#### DATA ENTRIES

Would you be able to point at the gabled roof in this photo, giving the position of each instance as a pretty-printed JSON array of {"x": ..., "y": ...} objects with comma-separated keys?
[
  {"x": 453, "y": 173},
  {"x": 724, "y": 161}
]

########

Update the material above, swapping "gabled roof" for "pitched roof" and keeping every other word intact.

Would you be able to point at the pitched roof in this photo, giving the position of each instance as a pretty-printed JSON array of {"x": ..., "y": ...} objects with comma-separated keys?
[
  {"x": 453, "y": 173},
  {"x": 724, "y": 161}
]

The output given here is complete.